So, those to me are big problems. Somebody else might say that employability of youth, you know, how we educate kids so that they can have meaningful jobs and not just feel like, you know, that things aren’t very worthwhile. Some people would focus on old people, some people would focus on healthcare cost, you know, everybody gets to pick their political dysfunction. A lot of things to choose from but, you know, childhood death gets pretty high up for me.

RICK RASHID: One last question then we’ll be done, here in the center.

QUESTION: Well, thank you very much. Kevin Sullivan, University of Virginia. Bill, there’s a whole class of systems that it seems we’re still unable to build today. Some people call these ultra large-scale systems; examples would be a national-scale health information system for bio-surveillance or, you know, in electric power, a generation distribution transmission system that, you know, optimizes across the nation. These aren’t just software computing problems, although software and computing are the fundamental enablers, really they’re very large-scale systems engineering systems design problems. Do you have any thoughts on how our field goes forward perhaps with others to get us to the point where we have, you know, the science, the methods, the tools, the concepts that are needed to enable us to build the ultra large-scale systems of the future which seem like they’re within reach by just keep kind of receding beyond our immediate capabilities?

________________________

*Work request 1*
List every person mentioned by name in the transcript excerpt.
*Work request 2*
Copy word for word the passage of the transcript excerpt between "So, those to" and "high up for me.", inclusive.
The material after this point has no connection to the transcript excerpt.

________________________

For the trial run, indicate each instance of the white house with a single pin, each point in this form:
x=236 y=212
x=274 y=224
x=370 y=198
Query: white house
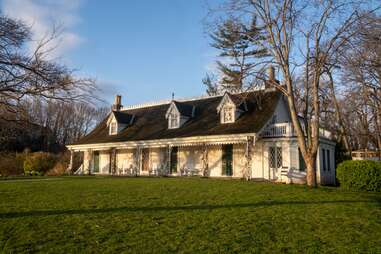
x=242 y=135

________________________

*Task answer 1*
Rick Rashid, Kevin Sullivan, Bill

*Task answer 2*
So, those to me are big problems. Somebody else might say that employability of youth, you know, how we educate kids so that they can have meaningful jobs and not just feel like, you know, that things aren’t very worthwhile. Some people would focus on old people, some people would focus on healthcare cost, you know, everybody gets to pick their political dysfunction. A lot of things to choose from but, you know, childhood death gets pretty high up for me.